***** EXTRACTED RECORDS *****

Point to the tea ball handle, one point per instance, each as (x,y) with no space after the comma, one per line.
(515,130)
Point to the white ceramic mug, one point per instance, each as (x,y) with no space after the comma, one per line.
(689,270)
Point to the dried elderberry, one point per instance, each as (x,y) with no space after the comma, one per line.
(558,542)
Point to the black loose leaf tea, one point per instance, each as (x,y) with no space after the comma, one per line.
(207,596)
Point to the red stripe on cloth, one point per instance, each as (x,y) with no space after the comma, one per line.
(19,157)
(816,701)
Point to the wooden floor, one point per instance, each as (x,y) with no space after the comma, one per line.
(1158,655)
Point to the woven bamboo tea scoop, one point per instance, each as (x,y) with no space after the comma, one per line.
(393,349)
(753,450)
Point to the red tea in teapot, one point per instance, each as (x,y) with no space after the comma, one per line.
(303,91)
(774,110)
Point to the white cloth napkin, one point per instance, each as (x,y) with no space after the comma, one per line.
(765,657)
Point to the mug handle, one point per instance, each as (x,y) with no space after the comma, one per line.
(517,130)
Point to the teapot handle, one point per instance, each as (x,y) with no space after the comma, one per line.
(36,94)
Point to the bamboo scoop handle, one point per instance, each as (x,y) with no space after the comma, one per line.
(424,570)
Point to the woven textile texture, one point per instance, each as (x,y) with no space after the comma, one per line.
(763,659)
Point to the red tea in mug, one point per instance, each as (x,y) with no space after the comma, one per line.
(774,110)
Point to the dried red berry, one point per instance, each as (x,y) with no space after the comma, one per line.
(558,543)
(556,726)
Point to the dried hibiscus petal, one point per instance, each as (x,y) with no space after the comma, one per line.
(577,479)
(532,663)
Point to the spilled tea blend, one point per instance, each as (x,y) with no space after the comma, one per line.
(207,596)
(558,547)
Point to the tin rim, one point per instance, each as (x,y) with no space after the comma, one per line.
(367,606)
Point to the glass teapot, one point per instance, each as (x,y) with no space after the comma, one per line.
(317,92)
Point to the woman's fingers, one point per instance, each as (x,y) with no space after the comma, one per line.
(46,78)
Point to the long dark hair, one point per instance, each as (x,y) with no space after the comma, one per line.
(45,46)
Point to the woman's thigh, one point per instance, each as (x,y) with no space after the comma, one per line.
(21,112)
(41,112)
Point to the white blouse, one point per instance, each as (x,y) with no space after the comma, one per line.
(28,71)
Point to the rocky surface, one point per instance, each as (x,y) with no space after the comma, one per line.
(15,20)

*****

→ **PROMPT**:
Switch "teapot" to "kettle" throughout the records above, keep everything else unchanged, and write all the records out again.

→ **THE OUTPUT**:
Point to the tea ball handle, one point per instance, each as (x,y) with no space after the comma, one per line.
(515,130)
Point to the white ceramic mug, one point per instance, each as (x,y) with no space after the comma, one per line.
(689,270)
Point to the dried elderberry, one point per instance, each as (x,y) with no space after the comma, one per line.
(558,542)
Point to the black loose leaf tea, one point per instance, each as (x,y) with no space after the comma, one per line.
(207,596)
Point to the red stripe on cloth, one point per instance, each as (x,y) with no space after the comma, one per line.
(19,157)
(816,701)
Point to the wooden floor, one point per instance, each as (x,y) with no space after the comma, one per line.
(1158,655)
Point to the woven bamboo tea scoop, one point per instance, each as (x,y) with no space after the comma, one per line.
(393,349)
(753,450)
Point to the red tea in kettle, one point per instance, each as (x,y) with no space after the comma, one per line.
(303,91)
(774,110)
Point to the white cloth napkin, one point per instance, each as (x,y) with no space after the comma, one per line.
(765,657)
Point to the mug handle, one point per instance, each as (x,y) with no space after the comma, one per line.
(517,130)
Point to the kettle handle, one point per instance, each as (x,y) with no space after the comma, one per line.
(36,94)
Point to the bamboo scoop handle, one point per instance, each as (x,y) with no space after the comma, one per line.
(424,570)
Point to the woven textile texture, one point per instance, each as (x,y) with no space after the comma, one per line.
(763,659)
Point to the red tea in mug, one point per instance, each as (x,y) with no space after the comma, one per line.
(774,110)
Point to the dried red berry, one point per instance, each as (x,y) with no space after the comma, one per line.
(558,543)
(556,726)
Point to the dried hibiscus petal, one point per instance, each as (x,y) with no space after the comma, one per line.
(577,479)
(532,663)
Point to the spilled tea blend, one point per instance, each as (x,y) with no space after the comma, one per line.
(207,596)
(558,547)
Point to the tin rim, one point per instance, each as (x,y) with no space after the comma, one per line.
(367,606)
Point to the glass kettle, one point per instance, each as (x,y) with no space after the comma, one per line.
(317,92)
Point to the woman's fingers, one point per instance, each as (x,y) with no space after the comma, one per line.
(46,78)
Point to the long dark hair, one point per instance, each as (x,y) with no space after the comma, one per line.
(45,46)
Point to the woman's thigh, one point per instance, each as (x,y) with no space after the comma, one per line.
(21,112)
(41,112)
Point to the white blouse, one point per instance, each as (x,y) with no space after the comma, one per line.
(28,71)
Point to the rocky surface, one point per instance, each as (x,y) with no space after the comma, one per line.
(15,20)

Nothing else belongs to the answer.